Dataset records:

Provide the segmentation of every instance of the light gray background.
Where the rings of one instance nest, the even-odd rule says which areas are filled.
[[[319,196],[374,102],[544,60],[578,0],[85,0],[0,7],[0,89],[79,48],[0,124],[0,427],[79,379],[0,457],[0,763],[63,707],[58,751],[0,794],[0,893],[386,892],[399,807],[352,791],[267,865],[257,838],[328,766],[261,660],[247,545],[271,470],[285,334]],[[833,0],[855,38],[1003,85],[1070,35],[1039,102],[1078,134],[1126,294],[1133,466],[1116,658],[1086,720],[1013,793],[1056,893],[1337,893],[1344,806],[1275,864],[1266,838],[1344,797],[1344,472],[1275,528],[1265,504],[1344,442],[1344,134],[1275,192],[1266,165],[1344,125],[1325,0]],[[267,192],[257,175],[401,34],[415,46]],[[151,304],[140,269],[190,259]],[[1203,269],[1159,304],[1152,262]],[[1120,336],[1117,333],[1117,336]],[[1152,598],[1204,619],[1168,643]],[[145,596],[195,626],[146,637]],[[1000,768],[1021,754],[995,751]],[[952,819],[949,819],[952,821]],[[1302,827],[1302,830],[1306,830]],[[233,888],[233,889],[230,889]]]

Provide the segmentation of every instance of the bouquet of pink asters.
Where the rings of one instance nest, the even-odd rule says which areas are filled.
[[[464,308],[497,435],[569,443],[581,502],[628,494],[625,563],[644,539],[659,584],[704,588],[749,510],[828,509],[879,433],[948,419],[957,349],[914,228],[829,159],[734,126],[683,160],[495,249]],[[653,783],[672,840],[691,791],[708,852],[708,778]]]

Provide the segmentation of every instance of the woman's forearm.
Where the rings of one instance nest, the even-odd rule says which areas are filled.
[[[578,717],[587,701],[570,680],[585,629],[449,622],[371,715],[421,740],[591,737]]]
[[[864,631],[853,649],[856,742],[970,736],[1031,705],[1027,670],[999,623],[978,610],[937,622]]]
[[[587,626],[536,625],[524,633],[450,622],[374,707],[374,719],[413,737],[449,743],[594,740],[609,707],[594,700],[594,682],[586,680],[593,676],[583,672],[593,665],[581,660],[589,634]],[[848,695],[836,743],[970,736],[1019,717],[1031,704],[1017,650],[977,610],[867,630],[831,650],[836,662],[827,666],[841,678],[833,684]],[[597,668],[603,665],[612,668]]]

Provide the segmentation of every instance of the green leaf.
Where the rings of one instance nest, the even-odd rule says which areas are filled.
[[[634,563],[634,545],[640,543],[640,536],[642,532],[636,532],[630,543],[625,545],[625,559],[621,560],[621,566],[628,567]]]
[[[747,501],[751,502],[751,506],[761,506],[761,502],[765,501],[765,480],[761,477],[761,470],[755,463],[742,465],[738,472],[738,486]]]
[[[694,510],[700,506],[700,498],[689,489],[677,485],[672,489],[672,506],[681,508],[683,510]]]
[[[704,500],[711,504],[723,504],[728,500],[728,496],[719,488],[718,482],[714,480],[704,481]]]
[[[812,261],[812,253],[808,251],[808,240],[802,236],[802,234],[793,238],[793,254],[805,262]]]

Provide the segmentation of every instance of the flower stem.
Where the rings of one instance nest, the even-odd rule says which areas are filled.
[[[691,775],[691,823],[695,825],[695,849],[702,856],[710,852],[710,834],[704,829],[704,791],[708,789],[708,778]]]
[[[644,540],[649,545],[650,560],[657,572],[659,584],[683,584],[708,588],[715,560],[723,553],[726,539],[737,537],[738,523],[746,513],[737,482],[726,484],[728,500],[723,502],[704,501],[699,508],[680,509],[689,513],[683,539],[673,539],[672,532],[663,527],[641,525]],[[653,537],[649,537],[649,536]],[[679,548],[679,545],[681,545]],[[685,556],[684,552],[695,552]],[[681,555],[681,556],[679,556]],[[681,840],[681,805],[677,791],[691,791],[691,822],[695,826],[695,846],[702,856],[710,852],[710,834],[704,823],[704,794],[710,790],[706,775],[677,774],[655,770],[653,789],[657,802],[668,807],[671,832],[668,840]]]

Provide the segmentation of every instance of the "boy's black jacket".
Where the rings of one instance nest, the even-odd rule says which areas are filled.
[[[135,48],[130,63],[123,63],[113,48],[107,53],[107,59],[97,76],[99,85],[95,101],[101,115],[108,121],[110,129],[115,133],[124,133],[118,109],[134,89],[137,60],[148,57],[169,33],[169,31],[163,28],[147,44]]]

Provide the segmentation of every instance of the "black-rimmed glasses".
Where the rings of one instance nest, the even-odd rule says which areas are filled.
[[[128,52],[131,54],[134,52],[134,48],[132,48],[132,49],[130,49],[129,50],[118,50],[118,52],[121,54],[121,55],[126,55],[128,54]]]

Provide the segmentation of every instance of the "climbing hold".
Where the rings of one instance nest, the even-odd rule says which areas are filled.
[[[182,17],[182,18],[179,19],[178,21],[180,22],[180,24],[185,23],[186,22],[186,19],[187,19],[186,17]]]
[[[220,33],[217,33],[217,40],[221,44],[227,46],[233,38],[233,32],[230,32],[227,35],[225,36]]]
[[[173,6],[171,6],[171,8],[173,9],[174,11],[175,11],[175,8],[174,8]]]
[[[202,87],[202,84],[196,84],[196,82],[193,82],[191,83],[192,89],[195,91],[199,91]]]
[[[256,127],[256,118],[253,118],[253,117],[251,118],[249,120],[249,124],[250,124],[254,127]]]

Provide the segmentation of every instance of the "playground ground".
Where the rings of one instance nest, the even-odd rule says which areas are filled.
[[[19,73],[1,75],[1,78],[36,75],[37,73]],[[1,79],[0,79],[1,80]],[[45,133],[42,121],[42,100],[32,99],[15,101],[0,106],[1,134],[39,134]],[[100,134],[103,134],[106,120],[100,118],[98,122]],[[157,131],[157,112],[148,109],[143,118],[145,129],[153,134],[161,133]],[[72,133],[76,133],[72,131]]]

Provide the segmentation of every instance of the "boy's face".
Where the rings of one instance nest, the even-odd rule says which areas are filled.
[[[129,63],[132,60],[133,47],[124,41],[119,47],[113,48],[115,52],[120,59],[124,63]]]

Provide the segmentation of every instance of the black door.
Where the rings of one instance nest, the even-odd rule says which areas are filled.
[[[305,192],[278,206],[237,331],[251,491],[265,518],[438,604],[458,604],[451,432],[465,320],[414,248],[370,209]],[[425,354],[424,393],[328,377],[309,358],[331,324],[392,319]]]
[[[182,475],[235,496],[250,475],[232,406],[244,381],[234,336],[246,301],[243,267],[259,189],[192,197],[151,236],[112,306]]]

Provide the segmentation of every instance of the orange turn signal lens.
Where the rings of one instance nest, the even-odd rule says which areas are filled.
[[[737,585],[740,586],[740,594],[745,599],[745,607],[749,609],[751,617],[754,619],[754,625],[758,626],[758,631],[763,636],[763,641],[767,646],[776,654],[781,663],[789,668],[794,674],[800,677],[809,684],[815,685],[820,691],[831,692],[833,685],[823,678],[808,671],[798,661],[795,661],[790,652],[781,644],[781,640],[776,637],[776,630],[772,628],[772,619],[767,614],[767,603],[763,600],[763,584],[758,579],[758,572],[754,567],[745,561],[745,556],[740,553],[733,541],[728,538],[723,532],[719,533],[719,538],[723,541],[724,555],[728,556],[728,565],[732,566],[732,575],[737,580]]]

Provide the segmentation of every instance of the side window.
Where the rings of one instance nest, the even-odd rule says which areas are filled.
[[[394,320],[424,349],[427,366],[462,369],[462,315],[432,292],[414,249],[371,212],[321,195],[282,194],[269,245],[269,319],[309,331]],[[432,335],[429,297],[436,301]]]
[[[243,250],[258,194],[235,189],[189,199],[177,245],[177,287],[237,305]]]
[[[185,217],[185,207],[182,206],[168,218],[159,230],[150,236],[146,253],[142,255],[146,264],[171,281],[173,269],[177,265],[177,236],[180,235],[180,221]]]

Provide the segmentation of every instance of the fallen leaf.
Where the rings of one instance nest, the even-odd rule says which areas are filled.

§ Stated exercise:
What needs duplicating is the run of lines from the one containing "Provide the segmentation of every instance of the side" through the last line of the entries above, exact and complete.

§ Reply:
Provide the segmentation of every instance of the side window.
Where the rings of one instance nest, the even-odd rule says which areas are filled.
[[[394,320],[424,349],[427,366],[462,369],[462,315],[432,292],[414,249],[371,212],[321,195],[282,194],[269,245],[269,319],[309,331]],[[432,335],[429,297],[436,301]]]
[[[243,250],[258,194],[235,189],[189,199],[177,245],[177,287],[237,305]]]
[[[185,217],[185,207],[182,206],[168,218],[159,230],[150,236],[146,253],[142,255],[146,264],[171,281],[173,269],[177,265],[177,236],[180,235],[180,221]]]

Provide the segmentation of every instance of the fallen leaf.
Where the rings of one instance nest, the even-odd rule says which areas are filled.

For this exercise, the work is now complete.